EXERCISE AIM: Your copy of the data below must be exact and must leave out all pictures.

RECORDS PROVIDED:
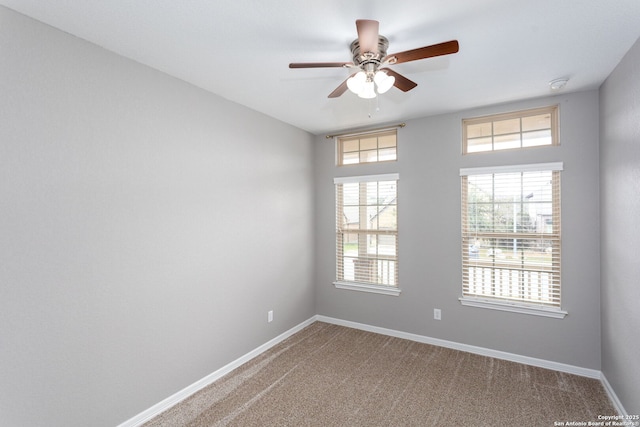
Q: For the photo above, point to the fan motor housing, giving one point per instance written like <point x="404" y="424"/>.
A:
<point x="360" y="58"/>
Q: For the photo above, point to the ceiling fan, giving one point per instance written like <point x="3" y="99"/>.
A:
<point x="370" y="60"/>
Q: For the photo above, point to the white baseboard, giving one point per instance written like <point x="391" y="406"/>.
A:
<point x="590" y="373"/>
<point x="167" y="403"/>
<point x="612" y="396"/>
<point x="170" y="401"/>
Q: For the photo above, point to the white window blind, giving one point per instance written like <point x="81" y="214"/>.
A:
<point x="511" y="236"/>
<point x="367" y="230"/>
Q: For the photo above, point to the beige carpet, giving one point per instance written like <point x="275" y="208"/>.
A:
<point x="328" y="375"/>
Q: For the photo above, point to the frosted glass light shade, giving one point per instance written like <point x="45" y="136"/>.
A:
<point x="368" y="91"/>
<point x="356" y="83"/>
<point x="383" y="81"/>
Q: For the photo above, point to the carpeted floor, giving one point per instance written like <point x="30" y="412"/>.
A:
<point x="328" y="375"/>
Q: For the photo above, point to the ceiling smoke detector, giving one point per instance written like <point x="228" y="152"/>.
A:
<point x="558" y="84"/>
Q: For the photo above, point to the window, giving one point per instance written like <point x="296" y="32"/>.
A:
<point x="511" y="238"/>
<point x="521" y="129"/>
<point x="367" y="148"/>
<point x="367" y="233"/>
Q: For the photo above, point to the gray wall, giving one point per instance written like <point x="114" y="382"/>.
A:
<point x="429" y="226"/>
<point x="147" y="227"/>
<point x="620" y="228"/>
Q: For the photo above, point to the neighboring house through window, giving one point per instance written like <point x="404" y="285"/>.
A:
<point x="511" y="238"/>
<point x="367" y="233"/>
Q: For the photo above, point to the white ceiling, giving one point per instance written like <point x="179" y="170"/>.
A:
<point x="240" y="49"/>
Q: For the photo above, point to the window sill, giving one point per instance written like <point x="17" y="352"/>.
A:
<point x="514" y="308"/>
<point x="368" y="287"/>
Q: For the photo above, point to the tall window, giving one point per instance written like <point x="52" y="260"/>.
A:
<point x="511" y="238"/>
<point x="520" y="129"/>
<point x="368" y="148"/>
<point x="367" y="233"/>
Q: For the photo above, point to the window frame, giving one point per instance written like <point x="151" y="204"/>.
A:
<point x="552" y="110"/>
<point x="494" y="301"/>
<point x="363" y="233"/>
<point x="341" y="142"/>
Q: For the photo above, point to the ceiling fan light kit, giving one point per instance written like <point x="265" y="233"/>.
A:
<point x="370" y="59"/>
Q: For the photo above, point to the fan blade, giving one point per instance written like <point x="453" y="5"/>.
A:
<point x="319" y="64"/>
<point x="341" y="89"/>
<point x="439" y="49"/>
<point x="402" y="83"/>
<point x="368" y="35"/>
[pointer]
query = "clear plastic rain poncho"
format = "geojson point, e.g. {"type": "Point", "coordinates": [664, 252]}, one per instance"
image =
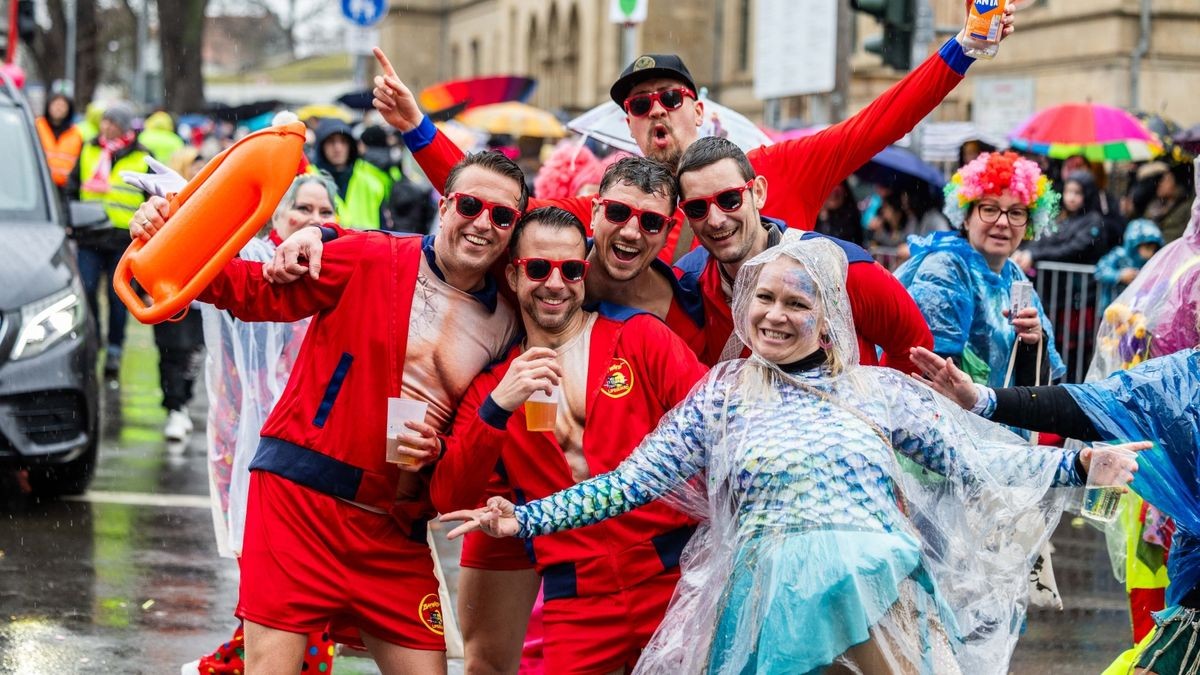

TASK SOLUTION:
Q: For the photo above, point to the fan motor housing, giving one point per instance written like <point x="404" y="424"/>.
A:
<point x="360" y="58"/>
Q: For the photo above, point to the ceiling fan, giving one point per instance written like <point x="3" y="99"/>.
A:
<point x="370" y="60"/>
Q: For the photo above, point to the white baseboard, giving one point per instance written like <point x="391" y="406"/>.
A:
<point x="590" y="373"/>
<point x="167" y="403"/>
<point x="612" y="396"/>
<point x="170" y="401"/>
Q: For the photo above, point to the white window blind, giving one point per instance written like <point x="81" y="214"/>.
A:
<point x="511" y="236"/>
<point x="367" y="230"/>
Q: For the photo above, point to the beige carpet, giving one point per instance written like <point x="275" y="208"/>.
A:
<point x="328" y="375"/>
Q: For the photo above, point to the frosted glass light shade, giving one point per instance written like <point x="45" y="136"/>.
A:
<point x="368" y="91"/>
<point x="356" y="83"/>
<point x="383" y="81"/>
Q: For the photo above, point to the carpeted floor, giving one point per instance written like <point x="30" y="412"/>.
A:
<point x="328" y="375"/>
Q: For the photo above, point to the ceiling smoke detector, giving one point per instance written like <point x="228" y="152"/>.
A:
<point x="558" y="84"/>
Q: For the photo above, point to the window, giving one point per instance written like <point x="296" y="32"/>.
A:
<point x="511" y="238"/>
<point x="521" y="129"/>
<point x="367" y="148"/>
<point x="367" y="233"/>
Q: For the photo above, point to the gray wall, giving one point per instance written like <point x="114" y="382"/>.
A:
<point x="429" y="226"/>
<point x="147" y="227"/>
<point x="620" y="228"/>
Q: For the photo above, point to the neighboring house through window, giving one point per instance written like <point x="404" y="285"/>.
A:
<point x="511" y="238"/>
<point x="367" y="233"/>
Q: For the photo above, point to the white ceiling, giving one point per instance written like <point x="179" y="170"/>.
A:
<point x="240" y="49"/>
Q: For the photo above, point to the window sill, giving one point per instance written like <point x="17" y="352"/>.
A:
<point x="514" y="308"/>
<point x="368" y="287"/>
Q: For the photo above, point to the tall window, giving one point per instance written like <point x="52" y="260"/>.
A:
<point x="511" y="238"/>
<point x="520" y="129"/>
<point x="368" y="148"/>
<point x="367" y="233"/>
Q: For the photo above, point to the window frame, giving one point per instance written like <point x="151" y="204"/>.
A:
<point x="552" y="110"/>
<point x="494" y="301"/>
<point x="363" y="233"/>
<point x="341" y="142"/>
Q: For the photo above, point to the ceiling fan light kit, giving one point per instance written like <point x="265" y="233"/>.
A:
<point x="370" y="59"/>
Q: For the photo above, point to the fan blade, giving one point per instance written like <point x="453" y="5"/>.
A:
<point x="319" y="64"/>
<point x="341" y="89"/>
<point x="439" y="49"/>
<point x="402" y="83"/>
<point x="368" y="35"/>
[pointer]
query = "clear plastic rain poncho"
format = "geojson point, e.g. {"type": "Point", "coordinates": [664, 252]}, one per instance"
image =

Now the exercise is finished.